* Start *

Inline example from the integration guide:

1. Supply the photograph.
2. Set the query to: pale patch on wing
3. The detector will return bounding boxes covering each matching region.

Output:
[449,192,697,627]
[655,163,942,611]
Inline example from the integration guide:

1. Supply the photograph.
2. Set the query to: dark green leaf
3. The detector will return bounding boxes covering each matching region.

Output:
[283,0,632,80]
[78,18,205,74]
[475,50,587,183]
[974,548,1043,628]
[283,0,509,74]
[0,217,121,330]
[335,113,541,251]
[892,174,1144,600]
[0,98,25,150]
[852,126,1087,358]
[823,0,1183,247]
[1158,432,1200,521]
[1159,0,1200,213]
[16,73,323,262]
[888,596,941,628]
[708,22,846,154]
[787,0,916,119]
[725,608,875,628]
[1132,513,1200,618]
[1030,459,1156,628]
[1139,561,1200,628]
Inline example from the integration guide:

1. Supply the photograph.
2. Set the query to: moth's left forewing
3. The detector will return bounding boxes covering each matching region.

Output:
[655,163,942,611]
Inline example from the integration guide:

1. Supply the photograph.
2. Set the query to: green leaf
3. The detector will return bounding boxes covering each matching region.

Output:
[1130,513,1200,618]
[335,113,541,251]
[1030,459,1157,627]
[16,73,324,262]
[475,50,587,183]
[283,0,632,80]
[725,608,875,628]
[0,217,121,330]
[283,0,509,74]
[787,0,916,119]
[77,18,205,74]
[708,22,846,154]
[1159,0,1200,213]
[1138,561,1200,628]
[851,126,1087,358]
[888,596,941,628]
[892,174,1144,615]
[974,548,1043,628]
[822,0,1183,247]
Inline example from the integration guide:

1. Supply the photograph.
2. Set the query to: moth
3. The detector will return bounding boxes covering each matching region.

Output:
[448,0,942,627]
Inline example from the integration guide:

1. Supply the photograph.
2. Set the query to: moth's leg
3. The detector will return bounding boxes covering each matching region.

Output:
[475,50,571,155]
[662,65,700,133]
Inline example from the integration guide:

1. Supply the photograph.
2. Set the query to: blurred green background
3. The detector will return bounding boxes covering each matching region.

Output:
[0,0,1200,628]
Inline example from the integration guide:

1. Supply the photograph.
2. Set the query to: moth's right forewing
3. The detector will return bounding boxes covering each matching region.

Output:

* End *
* Start *

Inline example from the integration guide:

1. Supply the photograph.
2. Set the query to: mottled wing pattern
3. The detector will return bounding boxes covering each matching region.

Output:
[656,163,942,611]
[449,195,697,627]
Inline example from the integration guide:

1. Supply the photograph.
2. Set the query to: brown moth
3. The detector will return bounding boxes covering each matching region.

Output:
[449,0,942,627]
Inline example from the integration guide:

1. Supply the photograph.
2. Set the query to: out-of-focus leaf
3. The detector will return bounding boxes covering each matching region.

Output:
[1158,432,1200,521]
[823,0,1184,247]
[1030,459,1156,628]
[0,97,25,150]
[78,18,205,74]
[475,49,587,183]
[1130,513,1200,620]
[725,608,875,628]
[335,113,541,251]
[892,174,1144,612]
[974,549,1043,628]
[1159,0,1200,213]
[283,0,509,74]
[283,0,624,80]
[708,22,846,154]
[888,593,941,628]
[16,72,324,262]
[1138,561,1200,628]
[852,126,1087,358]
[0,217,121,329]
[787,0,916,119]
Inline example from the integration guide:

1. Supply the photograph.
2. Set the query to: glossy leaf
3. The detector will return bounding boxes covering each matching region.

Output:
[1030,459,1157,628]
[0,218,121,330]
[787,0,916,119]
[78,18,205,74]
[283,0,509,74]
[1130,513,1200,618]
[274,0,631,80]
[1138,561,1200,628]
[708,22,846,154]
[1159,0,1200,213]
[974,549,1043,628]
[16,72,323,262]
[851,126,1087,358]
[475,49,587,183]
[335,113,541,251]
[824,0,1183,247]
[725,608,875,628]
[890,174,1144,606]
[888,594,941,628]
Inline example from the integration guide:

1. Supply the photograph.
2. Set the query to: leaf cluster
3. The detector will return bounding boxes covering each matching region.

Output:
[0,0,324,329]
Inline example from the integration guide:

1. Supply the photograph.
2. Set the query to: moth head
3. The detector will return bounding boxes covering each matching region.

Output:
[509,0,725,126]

* End *
* Start *

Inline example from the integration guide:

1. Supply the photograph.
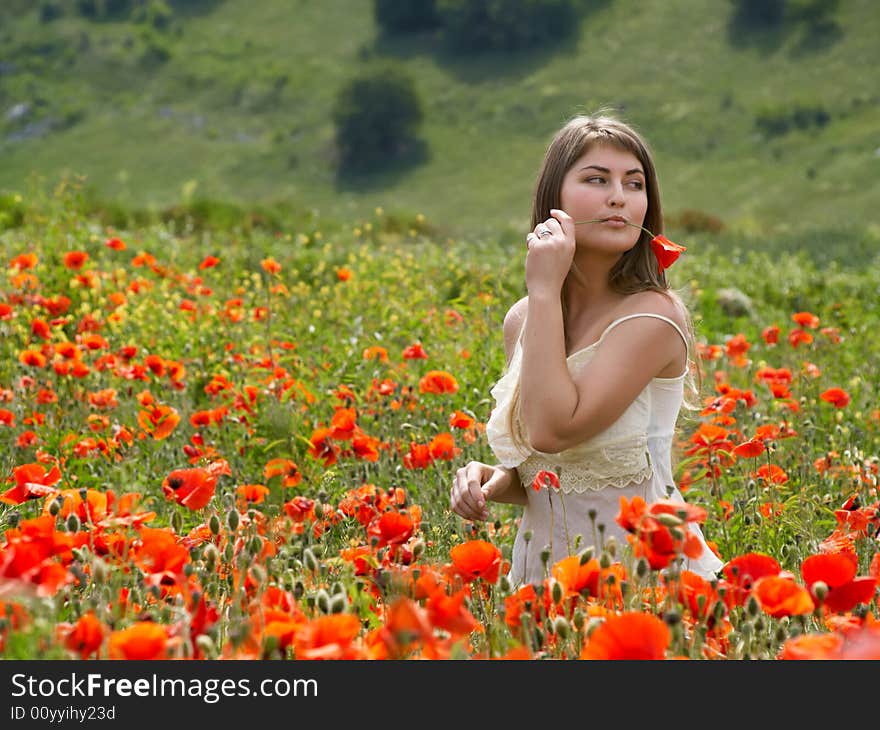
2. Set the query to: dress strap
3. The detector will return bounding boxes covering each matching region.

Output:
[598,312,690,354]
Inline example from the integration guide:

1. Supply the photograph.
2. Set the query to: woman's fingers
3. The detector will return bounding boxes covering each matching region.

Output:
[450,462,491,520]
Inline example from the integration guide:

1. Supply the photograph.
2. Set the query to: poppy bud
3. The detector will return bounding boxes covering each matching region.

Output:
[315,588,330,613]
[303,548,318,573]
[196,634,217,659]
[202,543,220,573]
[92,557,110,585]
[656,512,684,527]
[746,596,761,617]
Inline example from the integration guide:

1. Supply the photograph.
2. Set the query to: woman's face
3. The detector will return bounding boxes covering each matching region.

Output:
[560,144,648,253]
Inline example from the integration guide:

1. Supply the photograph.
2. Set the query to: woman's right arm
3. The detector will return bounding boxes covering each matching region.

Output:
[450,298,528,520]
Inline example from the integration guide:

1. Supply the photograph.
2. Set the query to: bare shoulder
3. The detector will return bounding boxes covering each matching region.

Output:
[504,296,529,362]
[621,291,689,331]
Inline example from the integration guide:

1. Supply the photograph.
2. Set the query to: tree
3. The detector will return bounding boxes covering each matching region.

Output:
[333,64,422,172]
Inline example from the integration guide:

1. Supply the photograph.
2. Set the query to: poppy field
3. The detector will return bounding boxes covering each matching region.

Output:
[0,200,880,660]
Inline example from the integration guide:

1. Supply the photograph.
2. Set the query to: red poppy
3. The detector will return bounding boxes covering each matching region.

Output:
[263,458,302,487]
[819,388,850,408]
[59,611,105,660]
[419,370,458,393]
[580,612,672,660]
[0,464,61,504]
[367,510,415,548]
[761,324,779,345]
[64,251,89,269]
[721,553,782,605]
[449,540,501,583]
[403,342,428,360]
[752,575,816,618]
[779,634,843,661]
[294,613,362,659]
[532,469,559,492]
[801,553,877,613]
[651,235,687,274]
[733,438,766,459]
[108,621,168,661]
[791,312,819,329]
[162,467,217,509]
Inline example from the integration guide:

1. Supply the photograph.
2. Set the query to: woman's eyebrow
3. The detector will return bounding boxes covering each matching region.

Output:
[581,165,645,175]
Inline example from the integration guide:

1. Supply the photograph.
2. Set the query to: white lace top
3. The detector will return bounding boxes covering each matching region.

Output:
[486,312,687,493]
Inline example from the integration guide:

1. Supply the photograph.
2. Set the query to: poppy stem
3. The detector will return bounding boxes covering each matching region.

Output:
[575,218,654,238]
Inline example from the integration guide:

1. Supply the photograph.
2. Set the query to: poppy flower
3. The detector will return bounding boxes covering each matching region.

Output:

* End *

**Requirements:** Gather every line of the records above that contains the word "green", and copy each one unchanged.

**Exercise solution:**
2. Set the query to: dark green leaf
2. Set the query to: green leaf
2. Set the query to: blurred green background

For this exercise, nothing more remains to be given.